Task objective: Give again, word for word, every line in the entries below from the line with "locate the nest" up to and including the line with "blurred green foliage", and no other line.

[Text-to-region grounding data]

# # # # # # #

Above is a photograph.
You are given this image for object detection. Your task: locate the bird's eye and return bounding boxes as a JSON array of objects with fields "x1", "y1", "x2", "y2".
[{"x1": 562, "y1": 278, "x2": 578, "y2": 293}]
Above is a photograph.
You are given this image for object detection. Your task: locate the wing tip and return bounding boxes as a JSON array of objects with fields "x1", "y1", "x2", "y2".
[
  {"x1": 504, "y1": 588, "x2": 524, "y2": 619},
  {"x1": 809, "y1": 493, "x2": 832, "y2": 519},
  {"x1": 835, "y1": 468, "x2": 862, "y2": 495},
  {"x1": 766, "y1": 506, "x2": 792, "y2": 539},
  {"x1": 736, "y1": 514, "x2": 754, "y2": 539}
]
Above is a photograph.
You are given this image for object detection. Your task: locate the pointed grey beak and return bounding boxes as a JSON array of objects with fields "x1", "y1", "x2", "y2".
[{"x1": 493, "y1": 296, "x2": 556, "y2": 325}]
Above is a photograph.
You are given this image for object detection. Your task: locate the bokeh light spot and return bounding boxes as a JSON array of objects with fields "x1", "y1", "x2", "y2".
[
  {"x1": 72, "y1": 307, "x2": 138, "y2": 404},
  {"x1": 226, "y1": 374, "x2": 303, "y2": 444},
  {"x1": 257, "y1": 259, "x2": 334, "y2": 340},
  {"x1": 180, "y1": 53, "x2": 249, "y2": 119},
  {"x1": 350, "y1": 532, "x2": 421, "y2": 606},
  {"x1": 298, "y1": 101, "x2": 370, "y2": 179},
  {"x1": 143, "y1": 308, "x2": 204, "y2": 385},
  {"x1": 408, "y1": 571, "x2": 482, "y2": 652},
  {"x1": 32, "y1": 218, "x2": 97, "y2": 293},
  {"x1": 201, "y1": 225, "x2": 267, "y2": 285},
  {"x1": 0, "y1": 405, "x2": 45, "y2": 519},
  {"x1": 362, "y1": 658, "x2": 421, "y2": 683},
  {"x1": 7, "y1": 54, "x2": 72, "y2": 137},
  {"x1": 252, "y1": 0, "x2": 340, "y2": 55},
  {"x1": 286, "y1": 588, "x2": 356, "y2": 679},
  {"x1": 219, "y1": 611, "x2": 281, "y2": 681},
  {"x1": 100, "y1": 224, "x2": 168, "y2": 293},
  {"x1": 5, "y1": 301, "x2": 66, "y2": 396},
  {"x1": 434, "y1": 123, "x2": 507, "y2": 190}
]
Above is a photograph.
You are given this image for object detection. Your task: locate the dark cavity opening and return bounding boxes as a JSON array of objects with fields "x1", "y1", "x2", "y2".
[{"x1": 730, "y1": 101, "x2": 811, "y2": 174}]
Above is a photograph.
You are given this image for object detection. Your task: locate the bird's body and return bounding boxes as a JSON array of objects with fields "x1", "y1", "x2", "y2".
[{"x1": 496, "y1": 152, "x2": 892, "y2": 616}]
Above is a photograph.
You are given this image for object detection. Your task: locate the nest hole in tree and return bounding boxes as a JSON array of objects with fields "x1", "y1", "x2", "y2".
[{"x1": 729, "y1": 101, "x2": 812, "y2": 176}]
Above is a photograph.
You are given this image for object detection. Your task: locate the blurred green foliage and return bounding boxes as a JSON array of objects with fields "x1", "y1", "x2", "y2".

# # # # # # #

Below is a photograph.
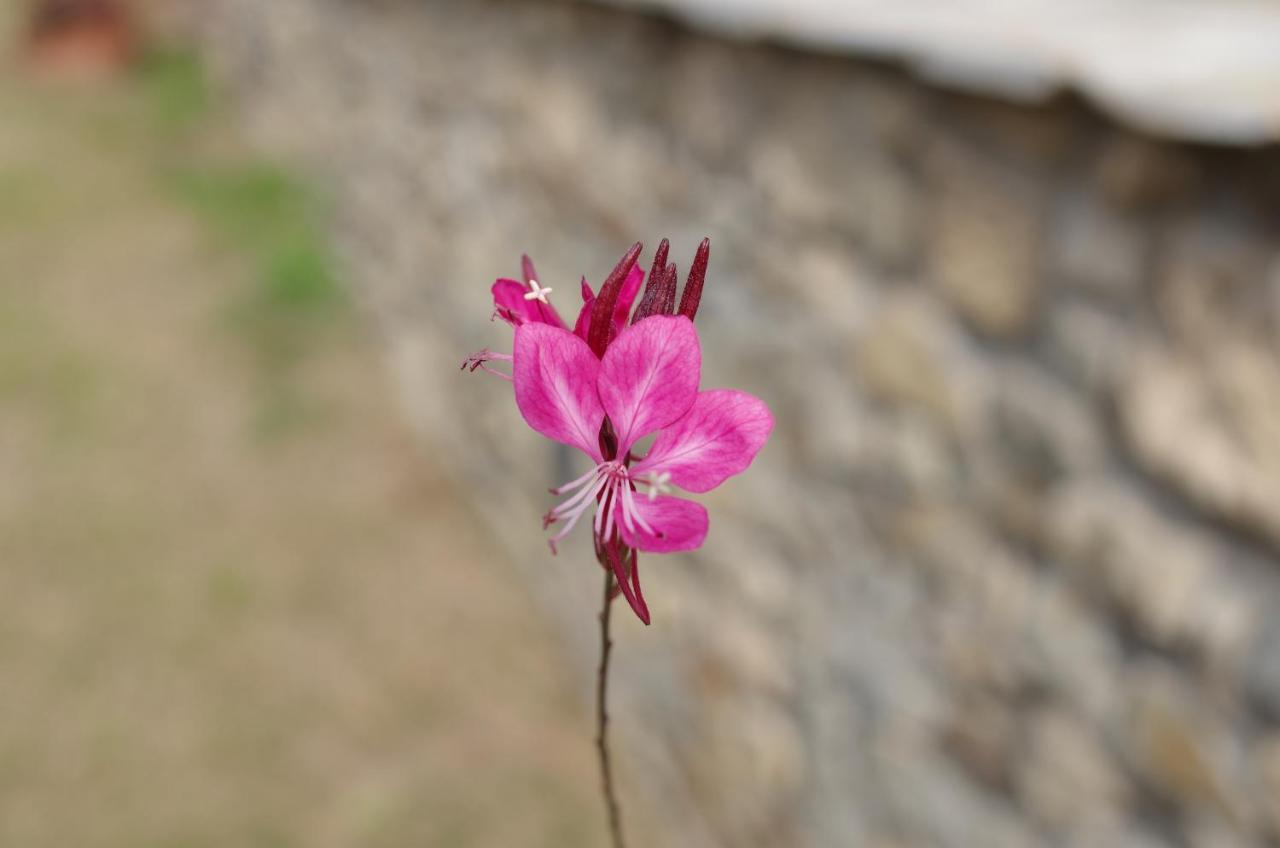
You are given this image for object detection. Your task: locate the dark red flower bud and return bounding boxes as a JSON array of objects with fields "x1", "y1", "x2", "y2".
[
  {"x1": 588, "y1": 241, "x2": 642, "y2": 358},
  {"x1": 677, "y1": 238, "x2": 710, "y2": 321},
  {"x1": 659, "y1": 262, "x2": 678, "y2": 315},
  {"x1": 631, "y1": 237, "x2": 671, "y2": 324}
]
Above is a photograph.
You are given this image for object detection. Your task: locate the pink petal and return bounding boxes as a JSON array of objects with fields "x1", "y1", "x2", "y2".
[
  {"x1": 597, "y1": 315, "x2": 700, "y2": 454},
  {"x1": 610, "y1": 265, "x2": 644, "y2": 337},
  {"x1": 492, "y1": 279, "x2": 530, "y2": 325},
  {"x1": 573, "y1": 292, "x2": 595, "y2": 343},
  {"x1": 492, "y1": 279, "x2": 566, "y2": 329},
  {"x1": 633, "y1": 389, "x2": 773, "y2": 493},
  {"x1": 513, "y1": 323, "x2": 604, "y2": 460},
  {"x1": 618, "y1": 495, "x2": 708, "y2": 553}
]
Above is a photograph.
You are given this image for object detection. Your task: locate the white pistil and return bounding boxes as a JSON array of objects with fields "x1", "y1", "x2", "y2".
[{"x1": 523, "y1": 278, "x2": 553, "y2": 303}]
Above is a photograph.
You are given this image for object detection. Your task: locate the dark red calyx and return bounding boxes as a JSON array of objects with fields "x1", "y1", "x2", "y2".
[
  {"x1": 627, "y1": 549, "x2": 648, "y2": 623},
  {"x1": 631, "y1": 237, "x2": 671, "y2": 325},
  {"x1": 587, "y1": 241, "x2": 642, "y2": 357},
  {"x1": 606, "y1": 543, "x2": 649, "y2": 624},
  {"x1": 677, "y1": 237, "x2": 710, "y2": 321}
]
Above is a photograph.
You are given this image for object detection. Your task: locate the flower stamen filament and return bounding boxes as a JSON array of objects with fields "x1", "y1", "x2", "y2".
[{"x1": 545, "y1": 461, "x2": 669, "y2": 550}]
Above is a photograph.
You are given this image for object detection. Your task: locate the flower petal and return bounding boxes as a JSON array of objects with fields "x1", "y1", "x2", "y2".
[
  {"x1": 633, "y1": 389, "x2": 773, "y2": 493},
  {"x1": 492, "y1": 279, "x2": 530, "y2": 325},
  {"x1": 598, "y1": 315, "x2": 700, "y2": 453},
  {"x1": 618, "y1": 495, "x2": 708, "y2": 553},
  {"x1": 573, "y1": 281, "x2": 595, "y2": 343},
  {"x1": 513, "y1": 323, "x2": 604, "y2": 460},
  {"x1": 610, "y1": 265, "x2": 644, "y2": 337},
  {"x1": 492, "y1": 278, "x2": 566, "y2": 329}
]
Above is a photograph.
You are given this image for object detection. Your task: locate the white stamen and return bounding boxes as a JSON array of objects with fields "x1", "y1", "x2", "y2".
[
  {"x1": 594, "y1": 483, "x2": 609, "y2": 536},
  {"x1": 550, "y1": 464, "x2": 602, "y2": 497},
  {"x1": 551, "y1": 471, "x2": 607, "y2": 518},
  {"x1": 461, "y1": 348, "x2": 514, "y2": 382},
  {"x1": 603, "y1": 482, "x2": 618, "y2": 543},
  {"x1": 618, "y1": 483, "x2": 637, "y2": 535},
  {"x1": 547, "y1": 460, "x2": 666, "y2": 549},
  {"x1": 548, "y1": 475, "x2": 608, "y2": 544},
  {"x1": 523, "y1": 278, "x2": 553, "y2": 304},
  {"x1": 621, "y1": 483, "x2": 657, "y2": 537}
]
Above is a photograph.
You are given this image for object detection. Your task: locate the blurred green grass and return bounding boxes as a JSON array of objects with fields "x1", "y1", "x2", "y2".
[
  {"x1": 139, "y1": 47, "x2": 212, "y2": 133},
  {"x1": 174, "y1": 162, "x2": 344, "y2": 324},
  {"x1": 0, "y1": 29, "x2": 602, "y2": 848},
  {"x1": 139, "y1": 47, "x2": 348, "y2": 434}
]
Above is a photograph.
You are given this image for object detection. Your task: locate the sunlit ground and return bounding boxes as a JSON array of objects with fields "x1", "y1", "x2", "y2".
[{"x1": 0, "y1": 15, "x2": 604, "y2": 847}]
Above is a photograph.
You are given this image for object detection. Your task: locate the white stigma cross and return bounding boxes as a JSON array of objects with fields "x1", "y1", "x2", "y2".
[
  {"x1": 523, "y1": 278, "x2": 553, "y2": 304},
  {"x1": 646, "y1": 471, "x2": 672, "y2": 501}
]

# # # # # # #

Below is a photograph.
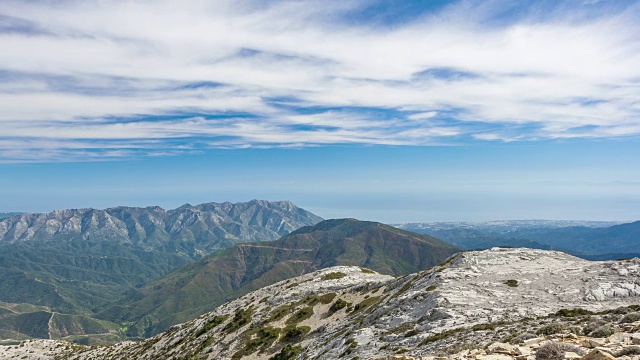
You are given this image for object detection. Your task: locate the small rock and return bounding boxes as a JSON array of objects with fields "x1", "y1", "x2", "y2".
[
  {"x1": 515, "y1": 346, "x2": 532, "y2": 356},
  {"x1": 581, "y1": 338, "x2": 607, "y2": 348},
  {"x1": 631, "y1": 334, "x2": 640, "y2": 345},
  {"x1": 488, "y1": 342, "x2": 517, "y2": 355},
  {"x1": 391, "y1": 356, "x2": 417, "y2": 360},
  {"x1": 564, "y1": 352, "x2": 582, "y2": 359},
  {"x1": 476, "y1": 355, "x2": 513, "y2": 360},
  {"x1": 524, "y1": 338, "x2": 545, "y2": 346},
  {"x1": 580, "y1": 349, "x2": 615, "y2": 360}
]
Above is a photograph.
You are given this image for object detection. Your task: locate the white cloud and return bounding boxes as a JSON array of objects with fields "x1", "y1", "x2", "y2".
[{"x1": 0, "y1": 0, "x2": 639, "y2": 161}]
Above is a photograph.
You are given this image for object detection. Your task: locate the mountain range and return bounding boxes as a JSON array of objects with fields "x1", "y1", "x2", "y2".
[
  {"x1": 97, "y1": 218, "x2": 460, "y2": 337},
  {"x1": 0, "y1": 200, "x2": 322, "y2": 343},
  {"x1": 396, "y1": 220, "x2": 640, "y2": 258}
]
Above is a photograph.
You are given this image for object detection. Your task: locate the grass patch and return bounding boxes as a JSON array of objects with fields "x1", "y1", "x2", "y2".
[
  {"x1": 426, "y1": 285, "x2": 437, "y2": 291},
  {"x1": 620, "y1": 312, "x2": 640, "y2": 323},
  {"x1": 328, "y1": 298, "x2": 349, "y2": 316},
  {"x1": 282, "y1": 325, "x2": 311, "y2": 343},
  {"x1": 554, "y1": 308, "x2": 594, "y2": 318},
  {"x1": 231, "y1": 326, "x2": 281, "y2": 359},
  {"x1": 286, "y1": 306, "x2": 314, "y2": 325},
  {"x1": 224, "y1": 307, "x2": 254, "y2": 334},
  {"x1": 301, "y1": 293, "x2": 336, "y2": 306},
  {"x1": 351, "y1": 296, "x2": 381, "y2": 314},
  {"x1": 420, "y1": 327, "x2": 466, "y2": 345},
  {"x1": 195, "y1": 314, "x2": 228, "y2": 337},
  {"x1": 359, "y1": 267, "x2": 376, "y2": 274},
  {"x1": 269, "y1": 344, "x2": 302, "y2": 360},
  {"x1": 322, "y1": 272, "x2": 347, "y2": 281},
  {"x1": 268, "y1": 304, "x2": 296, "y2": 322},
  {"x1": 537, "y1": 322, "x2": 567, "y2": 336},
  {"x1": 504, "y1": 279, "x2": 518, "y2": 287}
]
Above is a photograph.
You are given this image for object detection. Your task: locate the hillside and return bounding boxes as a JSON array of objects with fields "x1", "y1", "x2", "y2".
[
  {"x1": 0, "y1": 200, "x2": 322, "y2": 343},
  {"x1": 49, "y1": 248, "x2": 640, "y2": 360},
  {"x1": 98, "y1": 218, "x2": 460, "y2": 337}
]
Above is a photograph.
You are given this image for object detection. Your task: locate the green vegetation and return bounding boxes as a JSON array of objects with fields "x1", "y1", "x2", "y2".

# # # # # # #

Response to the task:
You are given this image for object detection. Your task: locate the nest hole in tree and return bounding boxes as a JSON array of objects with fields "x1", "y1", "x2", "y2".
[{"x1": 729, "y1": 101, "x2": 812, "y2": 176}]
Above is a photograph.
You are given this image for object detection. Your task: locate the blurred green foliage and return bounding boxes as a JSON array of objects with fields "x1", "y1", "x2", "y2".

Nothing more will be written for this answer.